--- start of Text provided ---

2

first and foremost, if I make mistakes in nomenclature of the XML file - I am sorry! Let's say I have the following syntax in a XML File:

<book id="bk101">
  <author>Gambardella, Matthew</author>
  <title>XML Developer's Guide</title>
  <genre>Computer</genre>
  <price>44.95</price>
  <publish_date>2000-10-01</publish_date>
  <description>An in-depth look at creating applications 
  with XML.</description>
</book>
<book id="bk102">
  <author>Ralls, Kim</author>
  <title>Midnight Rain</title>
  <genre>Fantasy</genre>
  <price>5.95</price>
  <publish_date>2000-12-16</publish_date>
  <description>A former architect battles corporate zombies, 
  an evil sorceress, and her own childhood to become queen 
  of the world.</description>
</book>

etc..

Some of the books however have extra nodes, such as <author_birth>,<authors_favorite_tvshow> etc..

I would like to take all books in my XML file and transpose them into columns, one book per row. I have tried to get all node values of the books, however with some of the <author_birth> nodes missing, I am unable to use simple For loop, as there is different number of "price" nodes and different number of "<author_birth>".

--- end of Text provided ---
--- start of Entries provided ---

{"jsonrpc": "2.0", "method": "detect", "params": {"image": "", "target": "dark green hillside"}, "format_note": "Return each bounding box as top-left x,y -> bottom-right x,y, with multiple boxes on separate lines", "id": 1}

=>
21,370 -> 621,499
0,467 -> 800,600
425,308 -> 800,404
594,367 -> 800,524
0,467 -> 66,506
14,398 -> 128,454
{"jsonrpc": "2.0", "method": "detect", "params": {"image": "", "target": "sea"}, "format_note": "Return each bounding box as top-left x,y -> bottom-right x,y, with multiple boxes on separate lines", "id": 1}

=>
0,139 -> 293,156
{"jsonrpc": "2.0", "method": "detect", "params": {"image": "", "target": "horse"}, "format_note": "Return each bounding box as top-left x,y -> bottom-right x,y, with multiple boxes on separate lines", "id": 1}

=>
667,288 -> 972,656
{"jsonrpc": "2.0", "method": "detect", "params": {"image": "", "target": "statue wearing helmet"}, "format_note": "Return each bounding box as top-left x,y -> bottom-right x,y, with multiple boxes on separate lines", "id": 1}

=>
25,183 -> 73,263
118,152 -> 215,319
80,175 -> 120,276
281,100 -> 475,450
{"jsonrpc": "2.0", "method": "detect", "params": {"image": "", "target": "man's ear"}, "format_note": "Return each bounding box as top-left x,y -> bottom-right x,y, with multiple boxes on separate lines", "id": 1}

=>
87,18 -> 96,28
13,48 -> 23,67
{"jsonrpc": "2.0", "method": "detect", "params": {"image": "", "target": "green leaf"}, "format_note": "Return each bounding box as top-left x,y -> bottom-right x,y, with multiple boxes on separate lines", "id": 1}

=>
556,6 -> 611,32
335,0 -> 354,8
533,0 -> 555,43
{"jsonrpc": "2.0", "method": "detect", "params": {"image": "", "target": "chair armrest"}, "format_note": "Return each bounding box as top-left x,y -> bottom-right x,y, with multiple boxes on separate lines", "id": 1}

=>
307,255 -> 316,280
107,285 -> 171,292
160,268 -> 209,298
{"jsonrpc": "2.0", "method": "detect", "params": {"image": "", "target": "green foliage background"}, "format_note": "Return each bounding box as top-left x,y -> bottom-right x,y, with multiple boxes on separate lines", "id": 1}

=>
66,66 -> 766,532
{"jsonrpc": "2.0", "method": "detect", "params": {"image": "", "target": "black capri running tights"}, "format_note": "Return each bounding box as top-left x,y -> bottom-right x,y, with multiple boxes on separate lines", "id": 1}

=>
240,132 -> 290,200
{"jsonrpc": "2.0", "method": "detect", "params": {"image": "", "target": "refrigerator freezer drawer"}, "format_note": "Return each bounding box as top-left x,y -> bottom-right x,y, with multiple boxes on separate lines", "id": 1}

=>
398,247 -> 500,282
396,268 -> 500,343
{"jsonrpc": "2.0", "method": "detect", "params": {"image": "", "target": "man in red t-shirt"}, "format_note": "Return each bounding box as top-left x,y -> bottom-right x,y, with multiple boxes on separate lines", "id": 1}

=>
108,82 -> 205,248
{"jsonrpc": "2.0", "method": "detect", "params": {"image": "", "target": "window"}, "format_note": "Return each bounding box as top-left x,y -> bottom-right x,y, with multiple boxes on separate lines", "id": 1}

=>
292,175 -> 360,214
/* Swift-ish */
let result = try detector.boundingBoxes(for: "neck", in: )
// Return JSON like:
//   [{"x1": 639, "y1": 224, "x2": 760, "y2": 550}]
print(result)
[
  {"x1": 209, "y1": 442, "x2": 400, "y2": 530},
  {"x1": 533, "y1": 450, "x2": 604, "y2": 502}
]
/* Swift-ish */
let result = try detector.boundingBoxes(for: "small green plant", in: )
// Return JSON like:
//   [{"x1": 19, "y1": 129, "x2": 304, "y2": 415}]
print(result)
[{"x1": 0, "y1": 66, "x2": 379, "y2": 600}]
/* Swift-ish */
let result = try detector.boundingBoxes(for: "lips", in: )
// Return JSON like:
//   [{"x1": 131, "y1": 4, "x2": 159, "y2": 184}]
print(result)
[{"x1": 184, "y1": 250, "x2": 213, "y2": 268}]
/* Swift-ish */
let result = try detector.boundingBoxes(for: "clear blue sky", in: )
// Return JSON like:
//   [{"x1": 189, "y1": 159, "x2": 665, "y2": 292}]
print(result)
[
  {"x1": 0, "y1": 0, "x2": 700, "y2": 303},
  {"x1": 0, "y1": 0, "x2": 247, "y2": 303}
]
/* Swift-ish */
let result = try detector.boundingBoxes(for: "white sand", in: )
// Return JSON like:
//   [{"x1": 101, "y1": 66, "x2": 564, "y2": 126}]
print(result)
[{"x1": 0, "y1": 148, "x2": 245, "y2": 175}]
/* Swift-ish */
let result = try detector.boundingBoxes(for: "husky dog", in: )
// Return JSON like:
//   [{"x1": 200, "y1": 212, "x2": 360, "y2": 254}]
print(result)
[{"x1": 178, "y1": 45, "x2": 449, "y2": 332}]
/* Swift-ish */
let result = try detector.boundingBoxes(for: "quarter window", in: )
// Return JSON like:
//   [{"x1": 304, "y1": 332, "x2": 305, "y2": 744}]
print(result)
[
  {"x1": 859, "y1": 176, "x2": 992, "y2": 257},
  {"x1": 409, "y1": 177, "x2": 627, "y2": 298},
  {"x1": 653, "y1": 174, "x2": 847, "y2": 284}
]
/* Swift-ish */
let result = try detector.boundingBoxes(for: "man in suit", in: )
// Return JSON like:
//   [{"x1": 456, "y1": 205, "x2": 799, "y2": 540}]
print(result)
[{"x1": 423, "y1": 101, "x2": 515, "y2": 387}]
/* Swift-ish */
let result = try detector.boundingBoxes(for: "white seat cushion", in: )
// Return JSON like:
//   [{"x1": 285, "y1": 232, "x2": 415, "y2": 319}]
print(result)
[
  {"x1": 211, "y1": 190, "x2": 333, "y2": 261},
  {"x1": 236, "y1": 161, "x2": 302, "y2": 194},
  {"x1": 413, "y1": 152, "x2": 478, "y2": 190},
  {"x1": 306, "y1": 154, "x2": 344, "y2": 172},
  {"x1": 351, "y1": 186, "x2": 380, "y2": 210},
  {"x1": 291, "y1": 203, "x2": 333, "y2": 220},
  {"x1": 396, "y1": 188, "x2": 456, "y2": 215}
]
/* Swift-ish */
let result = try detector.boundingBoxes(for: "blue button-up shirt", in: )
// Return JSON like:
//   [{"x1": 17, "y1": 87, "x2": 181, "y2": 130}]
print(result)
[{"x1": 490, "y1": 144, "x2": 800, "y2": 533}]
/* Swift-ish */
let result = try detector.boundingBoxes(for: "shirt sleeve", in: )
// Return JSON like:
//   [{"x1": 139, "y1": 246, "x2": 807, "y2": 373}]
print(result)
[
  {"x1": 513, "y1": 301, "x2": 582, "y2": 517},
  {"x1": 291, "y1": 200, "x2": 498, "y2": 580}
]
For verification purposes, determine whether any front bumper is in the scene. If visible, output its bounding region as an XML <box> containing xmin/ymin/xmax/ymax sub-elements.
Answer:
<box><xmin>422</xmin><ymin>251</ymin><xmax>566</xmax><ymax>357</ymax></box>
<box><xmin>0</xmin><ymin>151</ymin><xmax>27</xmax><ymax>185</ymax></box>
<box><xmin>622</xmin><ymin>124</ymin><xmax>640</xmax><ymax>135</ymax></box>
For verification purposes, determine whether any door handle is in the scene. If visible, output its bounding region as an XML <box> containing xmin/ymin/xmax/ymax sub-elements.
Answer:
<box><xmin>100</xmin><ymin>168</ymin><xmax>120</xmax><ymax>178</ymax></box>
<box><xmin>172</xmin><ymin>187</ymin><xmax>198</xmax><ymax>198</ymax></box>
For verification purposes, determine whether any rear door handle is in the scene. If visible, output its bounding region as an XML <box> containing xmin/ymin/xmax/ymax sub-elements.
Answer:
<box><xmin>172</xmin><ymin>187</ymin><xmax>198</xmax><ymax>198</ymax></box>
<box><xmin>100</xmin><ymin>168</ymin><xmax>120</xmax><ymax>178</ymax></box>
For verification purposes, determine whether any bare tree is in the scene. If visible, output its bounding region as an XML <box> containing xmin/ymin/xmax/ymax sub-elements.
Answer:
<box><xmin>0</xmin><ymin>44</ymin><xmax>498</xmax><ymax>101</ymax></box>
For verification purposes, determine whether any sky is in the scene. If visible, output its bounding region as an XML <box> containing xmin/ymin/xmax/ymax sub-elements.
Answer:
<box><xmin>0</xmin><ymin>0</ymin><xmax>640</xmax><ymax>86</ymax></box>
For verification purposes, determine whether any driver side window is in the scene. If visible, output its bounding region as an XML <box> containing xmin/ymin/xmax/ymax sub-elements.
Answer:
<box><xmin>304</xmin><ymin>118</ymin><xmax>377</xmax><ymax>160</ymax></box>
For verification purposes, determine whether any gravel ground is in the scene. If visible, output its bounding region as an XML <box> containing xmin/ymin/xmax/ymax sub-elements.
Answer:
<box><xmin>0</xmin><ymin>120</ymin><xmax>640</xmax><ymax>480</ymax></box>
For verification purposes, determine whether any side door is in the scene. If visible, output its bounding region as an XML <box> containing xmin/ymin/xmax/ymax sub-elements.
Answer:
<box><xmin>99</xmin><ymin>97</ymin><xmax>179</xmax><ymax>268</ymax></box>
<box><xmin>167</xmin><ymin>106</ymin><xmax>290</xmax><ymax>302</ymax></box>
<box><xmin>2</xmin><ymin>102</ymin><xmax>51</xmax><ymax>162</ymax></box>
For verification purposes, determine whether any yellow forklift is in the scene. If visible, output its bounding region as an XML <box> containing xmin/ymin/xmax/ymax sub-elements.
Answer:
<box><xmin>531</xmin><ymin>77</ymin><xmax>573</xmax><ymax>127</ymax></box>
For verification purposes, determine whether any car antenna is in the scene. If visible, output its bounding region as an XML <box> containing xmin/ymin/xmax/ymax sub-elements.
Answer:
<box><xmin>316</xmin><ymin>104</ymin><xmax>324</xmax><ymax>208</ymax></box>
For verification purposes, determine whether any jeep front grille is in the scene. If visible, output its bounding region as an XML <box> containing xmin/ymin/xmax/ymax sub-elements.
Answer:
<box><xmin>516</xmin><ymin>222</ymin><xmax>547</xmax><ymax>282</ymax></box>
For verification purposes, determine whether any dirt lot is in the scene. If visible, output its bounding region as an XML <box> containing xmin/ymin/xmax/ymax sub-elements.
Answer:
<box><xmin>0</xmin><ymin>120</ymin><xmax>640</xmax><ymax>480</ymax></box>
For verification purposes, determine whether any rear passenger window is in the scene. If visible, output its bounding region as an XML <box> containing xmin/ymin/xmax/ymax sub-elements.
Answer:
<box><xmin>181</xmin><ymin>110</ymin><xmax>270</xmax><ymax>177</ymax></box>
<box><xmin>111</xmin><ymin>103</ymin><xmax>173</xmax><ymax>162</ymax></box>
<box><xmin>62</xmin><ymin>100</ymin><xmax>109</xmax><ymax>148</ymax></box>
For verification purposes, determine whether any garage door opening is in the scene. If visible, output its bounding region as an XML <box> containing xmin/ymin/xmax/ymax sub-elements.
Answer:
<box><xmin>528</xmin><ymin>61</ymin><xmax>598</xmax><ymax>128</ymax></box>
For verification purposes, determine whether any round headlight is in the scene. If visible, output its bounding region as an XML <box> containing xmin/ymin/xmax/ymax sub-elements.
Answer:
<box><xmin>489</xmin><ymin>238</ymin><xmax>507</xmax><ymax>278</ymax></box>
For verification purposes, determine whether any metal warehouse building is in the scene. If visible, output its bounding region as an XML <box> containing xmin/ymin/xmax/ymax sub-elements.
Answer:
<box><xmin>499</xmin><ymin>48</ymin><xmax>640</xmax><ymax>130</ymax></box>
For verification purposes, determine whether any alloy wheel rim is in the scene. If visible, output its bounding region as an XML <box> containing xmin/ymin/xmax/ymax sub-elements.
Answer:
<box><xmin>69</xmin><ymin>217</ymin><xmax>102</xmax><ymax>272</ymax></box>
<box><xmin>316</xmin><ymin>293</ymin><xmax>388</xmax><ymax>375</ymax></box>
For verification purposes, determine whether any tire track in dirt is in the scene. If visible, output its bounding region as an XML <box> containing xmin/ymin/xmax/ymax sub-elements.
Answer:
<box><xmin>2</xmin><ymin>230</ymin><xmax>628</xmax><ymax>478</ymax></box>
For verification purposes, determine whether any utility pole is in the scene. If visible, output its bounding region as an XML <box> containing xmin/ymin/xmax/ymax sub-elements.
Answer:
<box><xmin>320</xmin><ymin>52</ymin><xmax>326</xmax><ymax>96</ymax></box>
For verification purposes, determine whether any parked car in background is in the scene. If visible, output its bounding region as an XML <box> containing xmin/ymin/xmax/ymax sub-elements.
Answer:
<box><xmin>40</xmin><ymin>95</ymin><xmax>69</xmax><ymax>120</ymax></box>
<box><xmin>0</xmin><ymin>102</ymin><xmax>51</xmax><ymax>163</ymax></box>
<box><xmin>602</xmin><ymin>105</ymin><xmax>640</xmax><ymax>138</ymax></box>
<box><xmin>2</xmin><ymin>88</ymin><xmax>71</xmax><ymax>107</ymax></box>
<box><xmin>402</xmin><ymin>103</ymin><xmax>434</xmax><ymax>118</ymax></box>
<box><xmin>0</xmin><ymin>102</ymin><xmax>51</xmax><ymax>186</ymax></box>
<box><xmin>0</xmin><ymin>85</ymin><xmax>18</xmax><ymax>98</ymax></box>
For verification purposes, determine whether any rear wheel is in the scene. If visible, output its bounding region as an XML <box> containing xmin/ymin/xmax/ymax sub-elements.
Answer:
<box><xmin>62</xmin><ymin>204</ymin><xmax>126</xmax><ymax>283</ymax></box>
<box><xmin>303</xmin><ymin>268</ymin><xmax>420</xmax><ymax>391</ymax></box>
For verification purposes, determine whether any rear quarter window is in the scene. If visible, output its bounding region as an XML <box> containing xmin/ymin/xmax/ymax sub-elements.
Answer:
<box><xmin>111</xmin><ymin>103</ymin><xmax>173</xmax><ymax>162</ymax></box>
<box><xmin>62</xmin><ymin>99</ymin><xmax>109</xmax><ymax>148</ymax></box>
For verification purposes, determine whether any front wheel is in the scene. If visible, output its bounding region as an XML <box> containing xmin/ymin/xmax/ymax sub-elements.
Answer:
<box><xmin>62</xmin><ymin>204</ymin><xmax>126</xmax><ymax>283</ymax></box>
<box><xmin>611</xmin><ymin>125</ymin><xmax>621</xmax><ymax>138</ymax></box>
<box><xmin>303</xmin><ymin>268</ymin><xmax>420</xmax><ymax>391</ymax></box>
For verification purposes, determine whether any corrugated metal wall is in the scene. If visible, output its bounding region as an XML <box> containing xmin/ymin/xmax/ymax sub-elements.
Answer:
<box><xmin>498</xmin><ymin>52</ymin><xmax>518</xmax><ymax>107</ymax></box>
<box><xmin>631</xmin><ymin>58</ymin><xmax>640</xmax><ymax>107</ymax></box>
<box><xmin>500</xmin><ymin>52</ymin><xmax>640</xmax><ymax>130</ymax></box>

--- end of Entries provided ---

Required task: In the XML post, what genre is given for the book with id "bk102"?

Exercise output: Fantasy